[[ Information supplied, beginning ]]

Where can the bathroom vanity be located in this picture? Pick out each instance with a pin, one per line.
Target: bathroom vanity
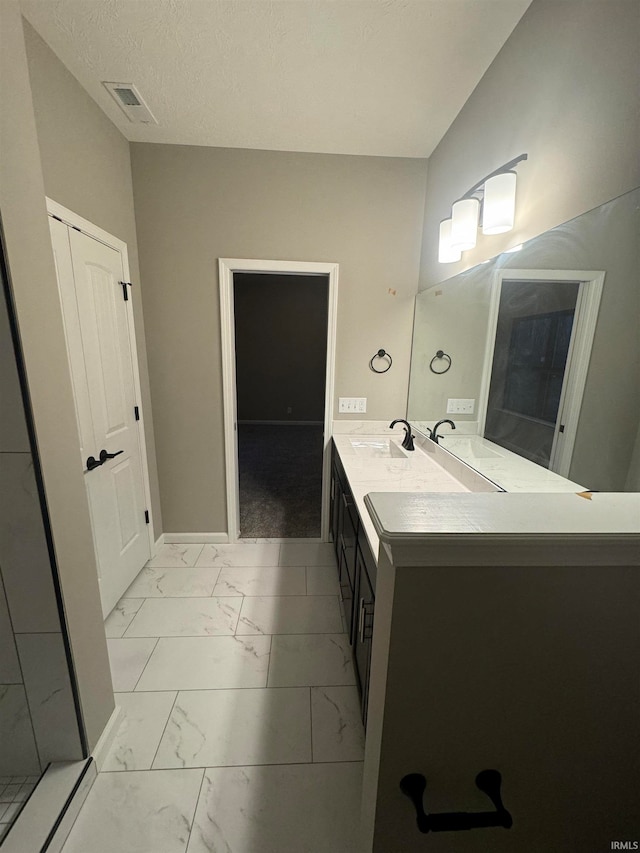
(505, 637)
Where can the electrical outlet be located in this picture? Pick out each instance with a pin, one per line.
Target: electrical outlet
(460, 407)
(352, 405)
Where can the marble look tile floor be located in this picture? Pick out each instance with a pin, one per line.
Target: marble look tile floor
(14, 792)
(240, 728)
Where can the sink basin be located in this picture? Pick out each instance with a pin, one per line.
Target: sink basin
(467, 448)
(377, 448)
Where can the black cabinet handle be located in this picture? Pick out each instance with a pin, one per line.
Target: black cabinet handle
(104, 455)
(414, 785)
(92, 463)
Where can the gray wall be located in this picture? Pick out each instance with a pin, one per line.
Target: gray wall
(563, 89)
(281, 346)
(194, 205)
(87, 168)
(37, 305)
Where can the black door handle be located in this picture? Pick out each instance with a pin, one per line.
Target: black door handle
(104, 455)
(92, 463)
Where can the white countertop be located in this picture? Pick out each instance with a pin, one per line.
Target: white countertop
(416, 472)
(510, 471)
(406, 483)
(421, 515)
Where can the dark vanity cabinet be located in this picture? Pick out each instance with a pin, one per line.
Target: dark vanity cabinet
(344, 524)
(364, 606)
(357, 574)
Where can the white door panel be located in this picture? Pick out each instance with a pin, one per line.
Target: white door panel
(64, 271)
(102, 365)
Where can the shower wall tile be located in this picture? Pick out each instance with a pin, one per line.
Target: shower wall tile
(13, 428)
(18, 756)
(9, 666)
(46, 678)
(24, 558)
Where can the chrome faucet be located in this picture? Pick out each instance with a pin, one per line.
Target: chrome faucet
(407, 441)
(433, 433)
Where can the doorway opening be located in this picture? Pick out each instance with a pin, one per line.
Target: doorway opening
(281, 355)
(278, 341)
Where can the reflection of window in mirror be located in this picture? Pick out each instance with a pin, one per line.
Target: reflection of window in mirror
(533, 334)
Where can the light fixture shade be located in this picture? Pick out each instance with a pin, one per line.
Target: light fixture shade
(499, 203)
(447, 255)
(464, 223)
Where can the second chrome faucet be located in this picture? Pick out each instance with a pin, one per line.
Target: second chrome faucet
(407, 441)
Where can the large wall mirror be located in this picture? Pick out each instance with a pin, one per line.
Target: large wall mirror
(546, 342)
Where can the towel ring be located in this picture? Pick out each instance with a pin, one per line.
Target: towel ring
(381, 354)
(440, 354)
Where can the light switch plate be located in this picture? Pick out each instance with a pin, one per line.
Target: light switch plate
(352, 405)
(460, 406)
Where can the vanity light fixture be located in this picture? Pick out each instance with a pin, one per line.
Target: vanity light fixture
(446, 253)
(491, 203)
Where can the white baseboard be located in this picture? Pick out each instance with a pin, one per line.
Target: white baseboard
(195, 538)
(107, 737)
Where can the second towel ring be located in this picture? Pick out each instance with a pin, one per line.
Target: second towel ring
(440, 354)
(380, 354)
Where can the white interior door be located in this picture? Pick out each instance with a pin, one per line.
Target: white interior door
(97, 318)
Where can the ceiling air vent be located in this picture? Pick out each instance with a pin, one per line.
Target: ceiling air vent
(130, 102)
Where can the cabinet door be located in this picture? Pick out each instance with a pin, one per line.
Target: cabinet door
(363, 631)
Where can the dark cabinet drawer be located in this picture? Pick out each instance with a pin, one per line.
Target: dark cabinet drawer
(364, 607)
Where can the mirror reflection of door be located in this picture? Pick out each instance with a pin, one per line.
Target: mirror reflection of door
(530, 364)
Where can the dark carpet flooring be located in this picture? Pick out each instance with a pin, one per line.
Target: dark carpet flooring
(280, 472)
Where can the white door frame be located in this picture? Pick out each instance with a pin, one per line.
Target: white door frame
(575, 376)
(70, 218)
(227, 267)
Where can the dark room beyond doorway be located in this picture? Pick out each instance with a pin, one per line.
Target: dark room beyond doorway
(281, 351)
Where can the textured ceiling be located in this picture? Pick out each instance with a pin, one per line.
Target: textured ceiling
(378, 77)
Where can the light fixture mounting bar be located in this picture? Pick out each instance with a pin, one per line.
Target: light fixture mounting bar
(504, 168)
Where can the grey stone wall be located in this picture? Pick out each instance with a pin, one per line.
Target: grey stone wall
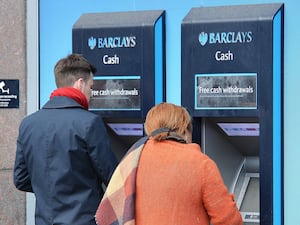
(12, 66)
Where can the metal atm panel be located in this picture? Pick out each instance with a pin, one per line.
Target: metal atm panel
(128, 50)
(234, 146)
(231, 75)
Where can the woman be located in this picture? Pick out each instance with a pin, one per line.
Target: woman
(173, 181)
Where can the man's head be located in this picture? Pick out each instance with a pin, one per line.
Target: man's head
(75, 71)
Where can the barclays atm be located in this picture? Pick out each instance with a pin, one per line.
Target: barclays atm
(128, 50)
(232, 85)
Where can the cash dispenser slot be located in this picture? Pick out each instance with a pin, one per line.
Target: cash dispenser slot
(234, 145)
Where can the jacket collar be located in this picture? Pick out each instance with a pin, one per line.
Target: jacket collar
(59, 102)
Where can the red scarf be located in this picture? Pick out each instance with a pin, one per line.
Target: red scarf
(73, 93)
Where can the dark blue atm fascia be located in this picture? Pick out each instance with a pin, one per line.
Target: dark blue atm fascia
(145, 60)
(263, 56)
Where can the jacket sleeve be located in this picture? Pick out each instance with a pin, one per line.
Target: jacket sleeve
(102, 157)
(21, 177)
(220, 204)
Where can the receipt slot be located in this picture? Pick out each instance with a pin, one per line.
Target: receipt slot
(232, 73)
(128, 50)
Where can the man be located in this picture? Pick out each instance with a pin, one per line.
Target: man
(63, 154)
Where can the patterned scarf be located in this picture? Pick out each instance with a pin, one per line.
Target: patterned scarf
(73, 93)
(118, 204)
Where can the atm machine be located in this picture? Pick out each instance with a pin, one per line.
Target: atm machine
(232, 85)
(128, 50)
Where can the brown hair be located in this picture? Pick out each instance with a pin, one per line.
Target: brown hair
(169, 118)
(72, 68)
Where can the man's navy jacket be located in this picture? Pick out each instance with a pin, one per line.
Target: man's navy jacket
(63, 155)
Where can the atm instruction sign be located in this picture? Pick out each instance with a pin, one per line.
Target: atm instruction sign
(226, 91)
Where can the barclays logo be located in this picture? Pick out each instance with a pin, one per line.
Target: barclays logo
(225, 37)
(92, 42)
(112, 42)
(203, 37)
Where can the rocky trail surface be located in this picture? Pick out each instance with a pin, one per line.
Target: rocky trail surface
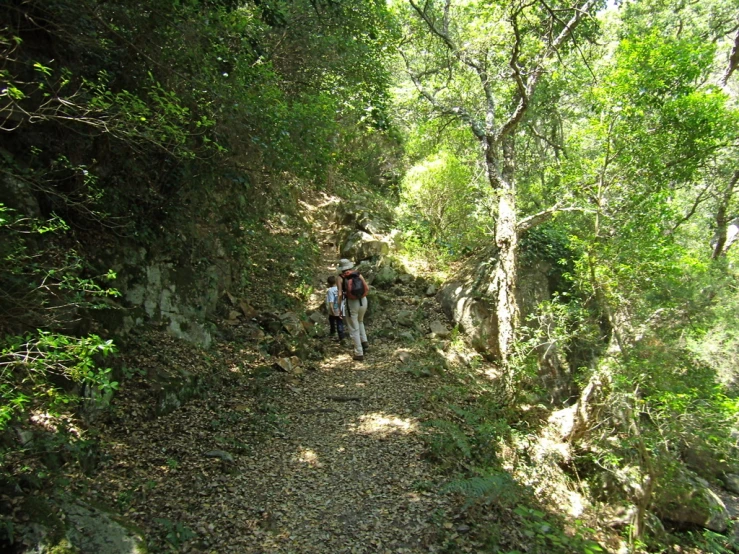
(327, 457)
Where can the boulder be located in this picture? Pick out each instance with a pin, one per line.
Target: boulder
(688, 500)
(385, 277)
(363, 246)
(406, 278)
(292, 324)
(474, 313)
(317, 317)
(439, 329)
(372, 226)
(704, 462)
(405, 318)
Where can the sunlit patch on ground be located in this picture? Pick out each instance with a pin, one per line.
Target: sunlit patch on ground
(383, 425)
(308, 456)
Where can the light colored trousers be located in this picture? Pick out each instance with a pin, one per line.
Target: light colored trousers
(355, 322)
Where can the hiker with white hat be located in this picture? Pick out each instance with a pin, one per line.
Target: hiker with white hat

[[ Information supplied, end ]]

§ What the task requires: Line count for "hiker": count the lines in the records above that contain this word, and write only the number.

§ Task solution: 2